# [DATASET EXCERPTS]

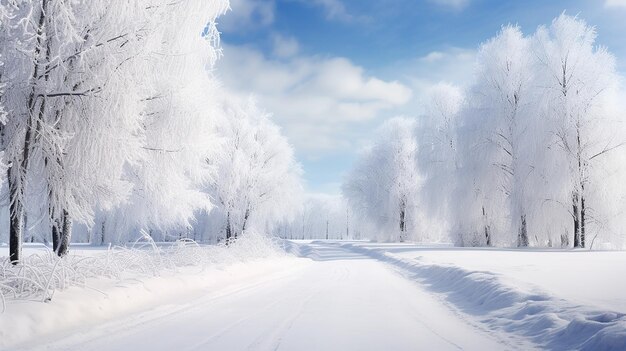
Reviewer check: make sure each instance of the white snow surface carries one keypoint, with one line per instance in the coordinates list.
(340, 296)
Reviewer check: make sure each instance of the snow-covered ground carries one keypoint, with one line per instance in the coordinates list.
(340, 296)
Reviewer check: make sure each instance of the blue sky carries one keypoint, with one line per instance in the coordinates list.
(330, 71)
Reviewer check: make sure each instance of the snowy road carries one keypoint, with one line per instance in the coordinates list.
(343, 301)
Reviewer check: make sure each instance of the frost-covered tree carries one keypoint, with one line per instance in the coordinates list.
(383, 184)
(257, 184)
(496, 124)
(95, 90)
(179, 98)
(437, 154)
(578, 84)
(321, 217)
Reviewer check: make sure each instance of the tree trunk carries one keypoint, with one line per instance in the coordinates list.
(402, 219)
(66, 234)
(245, 221)
(487, 231)
(16, 213)
(582, 217)
(17, 171)
(576, 216)
(522, 238)
(229, 232)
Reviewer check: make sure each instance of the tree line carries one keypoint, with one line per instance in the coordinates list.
(112, 121)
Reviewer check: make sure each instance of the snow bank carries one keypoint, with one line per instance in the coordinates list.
(120, 281)
(550, 322)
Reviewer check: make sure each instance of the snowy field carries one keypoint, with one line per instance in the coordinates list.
(342, 295)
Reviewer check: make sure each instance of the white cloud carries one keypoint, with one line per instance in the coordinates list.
(615, 3)
(248, 14)
(334, 9)
(457, 4)
(320, 102)
(285, 47)
(451, 65)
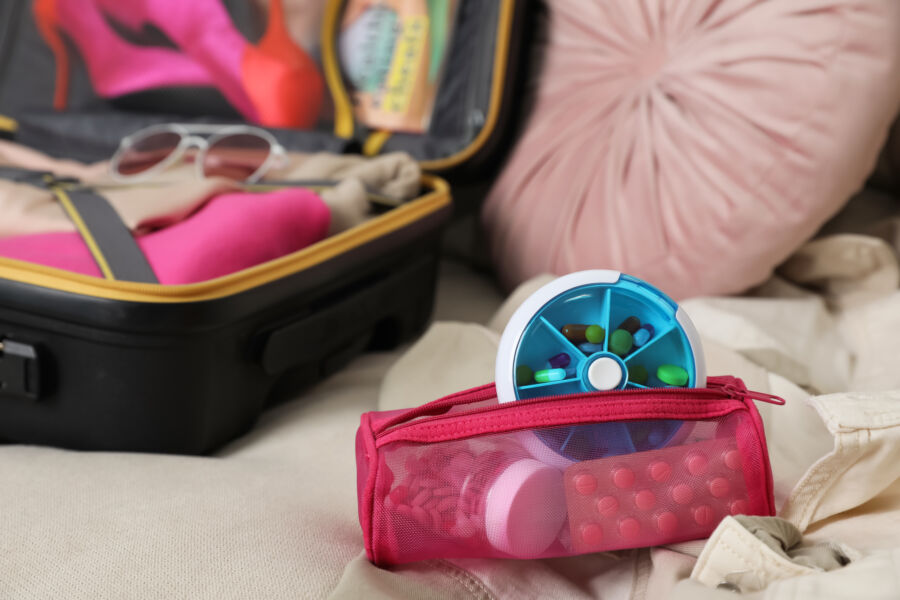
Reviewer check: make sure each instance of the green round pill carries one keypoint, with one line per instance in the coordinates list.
(594, 334)
(524, 375)
(672, 375)
(620, 342)
(638, 374)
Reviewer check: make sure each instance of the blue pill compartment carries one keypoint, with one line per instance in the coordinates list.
(607, 305)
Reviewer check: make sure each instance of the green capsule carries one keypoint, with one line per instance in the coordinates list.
(638, 374)
(524, 375)
(548, 375)
(672, 375)
(594, 334)
(620, 342)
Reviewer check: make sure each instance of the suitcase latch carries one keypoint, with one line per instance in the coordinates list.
(19, 374)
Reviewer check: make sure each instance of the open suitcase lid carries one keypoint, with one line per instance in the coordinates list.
(466, 132)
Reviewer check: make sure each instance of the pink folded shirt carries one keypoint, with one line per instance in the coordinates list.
(229, 233)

# [SET TASK]
Working from the line that contains "Reviewer check: make sure each instance of the snowy field" to the last line of the listing, please quote each line exactly, pictures excluded.

# [THE ANSWER]
Reviewer check: make sure each instance of the snowy field carries one keypoint, with one line per instance in the coordinates list.
(342, 295)
Reviewer check: make sure each instance of the white cloud carries one keypoint, with one line per instance in the coordinates list.
(615, 3)
(248, 14)
(334, 9)
(457, 4)
(320, 102)
(285, 47)
(451, 65)
Reviewer check: make sure each instance of the green round pill carries one keypoint, with one line per instance in the coordinates list.
(594, 334)
(524, 375)
(672, 375)
(620, 342)
(638, 374)
Reviewer check: make sure each instance of the blue pill compartment carries one keypoint, with one line per instance in the coordinates list.
(607, 305)
Reviewer check: make sure each instance of the green capsule carries one keypoint, with one line per instance in the coordinates list.
(638, 374)
(524, 375)
(548, 375)
(672, 375)
(594, 334)
(620, 342)
Reviewer check: make sure each instance of the suitcase latch carries one keypoint, with one line per instance in the coordinates list.
(19, 374)
Reviewer check: make sure each instance of the open suitcase lid carries one keypoint, with one line per instance in the coordinates list.
(466, 132)
Reviewer check: make sure each instance of the pink folded shirt carries one keypoint, with one line per instance in the coordinates list.
(229, 233)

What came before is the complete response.